▸ **EXERCISE GOAL**: Write out only the tail of the records, beginning at the line containing "detect the boy's" and including the last line, exactly as written.

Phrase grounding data
□ □ □ □ □
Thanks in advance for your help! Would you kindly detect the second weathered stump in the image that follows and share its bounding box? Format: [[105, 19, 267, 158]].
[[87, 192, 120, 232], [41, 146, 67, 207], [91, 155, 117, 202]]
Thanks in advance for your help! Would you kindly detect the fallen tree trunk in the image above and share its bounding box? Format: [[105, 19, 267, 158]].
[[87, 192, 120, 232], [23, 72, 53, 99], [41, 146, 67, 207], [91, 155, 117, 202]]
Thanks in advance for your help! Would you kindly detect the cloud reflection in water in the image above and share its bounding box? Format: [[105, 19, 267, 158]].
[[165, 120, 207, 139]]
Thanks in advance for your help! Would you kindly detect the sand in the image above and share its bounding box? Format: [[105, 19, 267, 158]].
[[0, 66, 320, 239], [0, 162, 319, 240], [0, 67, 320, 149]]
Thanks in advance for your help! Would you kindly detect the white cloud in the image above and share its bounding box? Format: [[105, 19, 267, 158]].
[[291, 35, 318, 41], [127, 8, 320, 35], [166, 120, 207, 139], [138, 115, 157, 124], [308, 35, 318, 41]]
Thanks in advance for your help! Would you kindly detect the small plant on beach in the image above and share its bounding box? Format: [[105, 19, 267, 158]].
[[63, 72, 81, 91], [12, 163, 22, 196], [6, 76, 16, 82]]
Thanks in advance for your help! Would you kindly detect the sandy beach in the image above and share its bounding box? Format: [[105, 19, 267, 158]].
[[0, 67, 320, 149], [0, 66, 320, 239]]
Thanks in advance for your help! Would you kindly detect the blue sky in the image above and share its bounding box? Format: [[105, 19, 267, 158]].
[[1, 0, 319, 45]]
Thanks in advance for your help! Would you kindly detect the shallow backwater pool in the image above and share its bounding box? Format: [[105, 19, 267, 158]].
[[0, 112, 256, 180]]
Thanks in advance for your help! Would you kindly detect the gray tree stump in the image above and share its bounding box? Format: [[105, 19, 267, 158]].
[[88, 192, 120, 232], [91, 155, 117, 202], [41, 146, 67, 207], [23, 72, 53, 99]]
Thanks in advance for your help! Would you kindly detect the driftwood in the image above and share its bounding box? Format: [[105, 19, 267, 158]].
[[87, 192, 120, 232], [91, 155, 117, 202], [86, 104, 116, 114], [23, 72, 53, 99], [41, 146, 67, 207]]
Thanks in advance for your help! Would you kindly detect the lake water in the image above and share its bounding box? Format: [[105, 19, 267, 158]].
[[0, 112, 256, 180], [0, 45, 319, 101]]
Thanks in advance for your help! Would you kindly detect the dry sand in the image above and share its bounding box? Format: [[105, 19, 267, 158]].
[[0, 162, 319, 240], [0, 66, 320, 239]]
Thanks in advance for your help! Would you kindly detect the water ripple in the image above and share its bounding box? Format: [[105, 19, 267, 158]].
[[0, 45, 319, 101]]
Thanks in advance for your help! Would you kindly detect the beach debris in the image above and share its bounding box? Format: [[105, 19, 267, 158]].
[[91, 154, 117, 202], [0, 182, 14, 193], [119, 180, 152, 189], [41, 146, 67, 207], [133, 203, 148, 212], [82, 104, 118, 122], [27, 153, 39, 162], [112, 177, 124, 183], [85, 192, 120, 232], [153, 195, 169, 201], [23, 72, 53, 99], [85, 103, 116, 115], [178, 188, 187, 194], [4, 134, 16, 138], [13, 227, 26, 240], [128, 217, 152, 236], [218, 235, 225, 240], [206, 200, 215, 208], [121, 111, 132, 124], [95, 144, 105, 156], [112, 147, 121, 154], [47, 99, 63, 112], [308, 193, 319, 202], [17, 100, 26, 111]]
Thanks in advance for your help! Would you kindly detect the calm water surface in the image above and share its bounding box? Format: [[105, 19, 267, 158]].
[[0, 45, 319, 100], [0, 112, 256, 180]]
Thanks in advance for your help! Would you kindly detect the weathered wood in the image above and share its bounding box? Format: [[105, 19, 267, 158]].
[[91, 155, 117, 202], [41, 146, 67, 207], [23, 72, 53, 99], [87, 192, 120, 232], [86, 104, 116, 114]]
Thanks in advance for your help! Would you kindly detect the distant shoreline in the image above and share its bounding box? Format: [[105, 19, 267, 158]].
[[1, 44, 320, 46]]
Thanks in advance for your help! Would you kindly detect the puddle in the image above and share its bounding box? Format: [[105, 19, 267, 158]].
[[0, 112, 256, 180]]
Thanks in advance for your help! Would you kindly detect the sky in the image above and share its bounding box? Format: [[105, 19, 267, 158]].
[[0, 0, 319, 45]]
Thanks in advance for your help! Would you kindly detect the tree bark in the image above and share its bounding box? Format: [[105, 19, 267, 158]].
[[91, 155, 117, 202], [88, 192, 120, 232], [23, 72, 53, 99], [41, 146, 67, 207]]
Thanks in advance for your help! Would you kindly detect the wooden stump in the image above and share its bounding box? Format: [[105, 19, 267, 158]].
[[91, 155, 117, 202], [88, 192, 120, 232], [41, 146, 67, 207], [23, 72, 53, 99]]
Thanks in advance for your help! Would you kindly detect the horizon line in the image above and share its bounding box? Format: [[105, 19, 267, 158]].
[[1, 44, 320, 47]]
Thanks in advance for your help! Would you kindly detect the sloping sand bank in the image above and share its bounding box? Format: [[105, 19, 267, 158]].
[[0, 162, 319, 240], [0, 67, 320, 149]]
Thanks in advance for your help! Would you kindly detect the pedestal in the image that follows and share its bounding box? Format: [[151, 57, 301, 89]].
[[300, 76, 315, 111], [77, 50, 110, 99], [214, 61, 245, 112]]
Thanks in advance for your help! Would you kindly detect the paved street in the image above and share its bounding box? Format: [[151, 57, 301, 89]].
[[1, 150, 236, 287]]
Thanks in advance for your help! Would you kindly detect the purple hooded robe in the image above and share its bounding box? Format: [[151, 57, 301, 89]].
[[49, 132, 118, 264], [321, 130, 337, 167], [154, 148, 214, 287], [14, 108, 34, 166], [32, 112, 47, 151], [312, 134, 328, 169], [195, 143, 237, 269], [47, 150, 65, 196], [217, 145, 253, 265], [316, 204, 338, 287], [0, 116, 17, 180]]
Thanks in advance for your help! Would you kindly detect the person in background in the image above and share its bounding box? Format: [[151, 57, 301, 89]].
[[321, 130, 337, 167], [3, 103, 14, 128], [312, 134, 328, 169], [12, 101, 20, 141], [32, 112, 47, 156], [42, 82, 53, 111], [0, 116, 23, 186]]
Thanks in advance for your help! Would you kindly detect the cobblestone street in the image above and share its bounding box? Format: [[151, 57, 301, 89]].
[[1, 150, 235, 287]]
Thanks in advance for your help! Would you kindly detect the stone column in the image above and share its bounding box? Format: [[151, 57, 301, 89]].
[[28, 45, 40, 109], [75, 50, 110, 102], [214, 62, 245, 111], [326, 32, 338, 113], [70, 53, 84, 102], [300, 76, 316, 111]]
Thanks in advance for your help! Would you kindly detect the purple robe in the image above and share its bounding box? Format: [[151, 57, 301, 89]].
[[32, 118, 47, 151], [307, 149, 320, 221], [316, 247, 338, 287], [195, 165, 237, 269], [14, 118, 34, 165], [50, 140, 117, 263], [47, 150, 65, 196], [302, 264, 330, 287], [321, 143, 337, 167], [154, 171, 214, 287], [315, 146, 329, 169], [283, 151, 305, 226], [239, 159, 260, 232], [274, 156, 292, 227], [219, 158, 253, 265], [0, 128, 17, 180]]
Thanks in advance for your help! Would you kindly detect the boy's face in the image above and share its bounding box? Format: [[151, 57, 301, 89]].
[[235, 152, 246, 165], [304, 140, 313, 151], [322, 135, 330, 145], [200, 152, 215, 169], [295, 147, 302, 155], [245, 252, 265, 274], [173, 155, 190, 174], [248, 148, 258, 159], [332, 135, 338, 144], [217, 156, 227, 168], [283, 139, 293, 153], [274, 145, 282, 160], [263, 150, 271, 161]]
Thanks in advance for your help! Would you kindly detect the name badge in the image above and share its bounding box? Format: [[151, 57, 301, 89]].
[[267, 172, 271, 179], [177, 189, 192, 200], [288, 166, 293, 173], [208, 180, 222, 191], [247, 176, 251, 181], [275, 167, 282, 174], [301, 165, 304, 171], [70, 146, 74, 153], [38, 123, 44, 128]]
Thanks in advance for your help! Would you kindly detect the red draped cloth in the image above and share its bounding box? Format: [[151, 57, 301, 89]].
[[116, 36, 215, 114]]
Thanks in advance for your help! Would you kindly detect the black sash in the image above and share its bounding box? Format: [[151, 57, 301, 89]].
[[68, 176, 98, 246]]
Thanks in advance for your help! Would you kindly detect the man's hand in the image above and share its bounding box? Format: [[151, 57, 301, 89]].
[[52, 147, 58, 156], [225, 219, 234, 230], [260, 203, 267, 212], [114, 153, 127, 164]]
□ □ □ □ □
▸ **RESPONSE TO THE EXERCISE**:
Thanks in advance for your help! Would you kindly detect the boy's face in the image above and share its bounding box? Format: [[151, 57, 301, 89]].
[[235, 152, 246, 165], [304, 140, 313, 151], [322, 135, 330, 145], [200, 152, 215, 169], [295, 147, 302, 155], [245, 252, 265, 274], [173, 155, 190, 174], [248, 148, 258, 159], [332, 135, 338, 144], [217, 156, 227, 168], [283, 139, 293, 153], [274, 145, 282, 160], [263, 150, 271, 161]]
Thanks in advance for your help! Would you kindly detect the name badge in the image above and share its bounding box? Format: [[151, 57, 301, 89]].
[[267, 172, 271, 179], [177, 189, 192, 200], [288, 166, 293, 173], [208, 180, 222, 191], [247, 176, 251, 181], [275, 167, 282, 174], [301, 165, 304, 171], [70, 146, 74, 153], [38, 123, 44, 128]]
Thanks in advance for your help! Would you kindly detect the red draped cloth in the image above and share its bounding box? Format: [[151, 57, 301, 89]].
[[116, 36, 215, 114]]
Thanks in advance for your help! Would you kindly detect the black sash in the image above and share its bounding box? Format: [[151, 57, 301, 89]].
[[68, 176, 98, 246]]
Thanks in advance for your help! Would you kindly detect the man's hand in the image above and share its bounding box? Format: [[151, 57, 301, 89]].
[[52, 147, 58, 156], [225, 219, 234, 230], [260, 203, 267, 212], [114, 153, 127, 164]]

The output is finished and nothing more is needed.